## start Dataset records

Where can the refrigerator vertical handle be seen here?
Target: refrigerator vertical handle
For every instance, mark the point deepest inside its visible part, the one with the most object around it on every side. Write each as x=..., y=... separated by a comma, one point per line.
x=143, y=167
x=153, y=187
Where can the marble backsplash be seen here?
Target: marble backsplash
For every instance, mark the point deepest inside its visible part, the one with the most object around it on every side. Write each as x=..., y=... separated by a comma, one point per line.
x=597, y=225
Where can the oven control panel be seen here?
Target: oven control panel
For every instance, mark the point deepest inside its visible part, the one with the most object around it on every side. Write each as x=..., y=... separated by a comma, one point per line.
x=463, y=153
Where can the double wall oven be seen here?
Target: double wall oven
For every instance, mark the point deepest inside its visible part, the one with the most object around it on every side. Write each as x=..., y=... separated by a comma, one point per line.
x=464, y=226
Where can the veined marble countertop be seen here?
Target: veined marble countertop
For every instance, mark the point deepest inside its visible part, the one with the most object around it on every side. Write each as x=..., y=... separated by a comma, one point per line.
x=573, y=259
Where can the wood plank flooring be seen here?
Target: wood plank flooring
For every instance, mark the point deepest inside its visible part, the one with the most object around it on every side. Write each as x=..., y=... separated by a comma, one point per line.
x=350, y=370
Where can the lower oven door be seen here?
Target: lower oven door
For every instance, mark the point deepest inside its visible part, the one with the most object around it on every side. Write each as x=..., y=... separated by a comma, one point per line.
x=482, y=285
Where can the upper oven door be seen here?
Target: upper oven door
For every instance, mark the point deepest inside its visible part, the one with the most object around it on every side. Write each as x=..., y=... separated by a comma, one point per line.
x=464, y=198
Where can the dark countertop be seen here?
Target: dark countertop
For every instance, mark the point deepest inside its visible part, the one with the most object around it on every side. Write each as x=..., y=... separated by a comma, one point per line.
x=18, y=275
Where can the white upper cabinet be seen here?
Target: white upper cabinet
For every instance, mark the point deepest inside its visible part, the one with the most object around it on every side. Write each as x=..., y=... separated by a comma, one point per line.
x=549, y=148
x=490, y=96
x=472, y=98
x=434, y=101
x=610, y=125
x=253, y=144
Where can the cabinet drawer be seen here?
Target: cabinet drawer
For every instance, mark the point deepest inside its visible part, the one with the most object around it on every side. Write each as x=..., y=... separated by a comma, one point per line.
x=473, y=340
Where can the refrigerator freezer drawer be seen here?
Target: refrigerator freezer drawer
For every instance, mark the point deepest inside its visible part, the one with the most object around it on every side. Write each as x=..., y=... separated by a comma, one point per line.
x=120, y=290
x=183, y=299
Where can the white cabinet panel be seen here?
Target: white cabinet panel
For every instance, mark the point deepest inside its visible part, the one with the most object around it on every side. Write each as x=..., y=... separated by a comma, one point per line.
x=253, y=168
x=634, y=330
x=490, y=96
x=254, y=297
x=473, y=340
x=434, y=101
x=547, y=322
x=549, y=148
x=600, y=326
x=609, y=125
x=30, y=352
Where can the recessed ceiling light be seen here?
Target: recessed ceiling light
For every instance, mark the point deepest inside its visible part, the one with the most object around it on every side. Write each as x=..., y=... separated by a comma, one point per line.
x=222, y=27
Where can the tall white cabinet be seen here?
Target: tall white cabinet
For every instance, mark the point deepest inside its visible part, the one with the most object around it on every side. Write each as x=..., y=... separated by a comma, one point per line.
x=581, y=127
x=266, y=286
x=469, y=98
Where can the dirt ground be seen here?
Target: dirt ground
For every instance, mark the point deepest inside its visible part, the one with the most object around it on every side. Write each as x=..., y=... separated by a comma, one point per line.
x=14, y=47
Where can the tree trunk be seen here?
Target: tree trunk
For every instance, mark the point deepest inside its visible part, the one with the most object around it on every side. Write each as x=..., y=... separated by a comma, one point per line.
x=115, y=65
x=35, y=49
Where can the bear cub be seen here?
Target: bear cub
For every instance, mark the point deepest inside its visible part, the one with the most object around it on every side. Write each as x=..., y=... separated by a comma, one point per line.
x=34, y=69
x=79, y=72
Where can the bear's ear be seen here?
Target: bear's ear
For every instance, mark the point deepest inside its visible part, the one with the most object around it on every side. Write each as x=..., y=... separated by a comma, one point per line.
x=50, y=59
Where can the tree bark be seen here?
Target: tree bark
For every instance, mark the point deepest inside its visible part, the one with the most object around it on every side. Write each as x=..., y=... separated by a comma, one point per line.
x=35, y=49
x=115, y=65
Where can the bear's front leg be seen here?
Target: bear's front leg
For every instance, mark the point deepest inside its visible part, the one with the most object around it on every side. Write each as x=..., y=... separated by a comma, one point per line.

## end Dataset records

**What is expected**
Reproduce the data above word for word, from its first line through the line that contains "x=463, y=153", with both of those lines included.

**Completed task**
Where can the refrigerator vertical handle be seen here?
Target: refrigerator vertical handle
For every instance, mark the point deepest inside its visible part, the one with the most object around it on every side. Write each as x=..., y=... separated by a comma, one point per line.
x=143, y=167
x=153, y=187
Where can the marble backsplash be seen here?
Target: marble backsplash
For every instance, mark the point deepest inside its visible part, the one with the most object around it on every side. Write each as x=..., y=... separated by a comma, one point per line.
x=597, y=225
Where can the oven control panel be seen here?
Target: oven control panel
For every instance, mark the point deepest inside its visible part, the one with the most object around it on every side. Write each as x=..., y=... separated by a comma, one point per line.
x=463, y=153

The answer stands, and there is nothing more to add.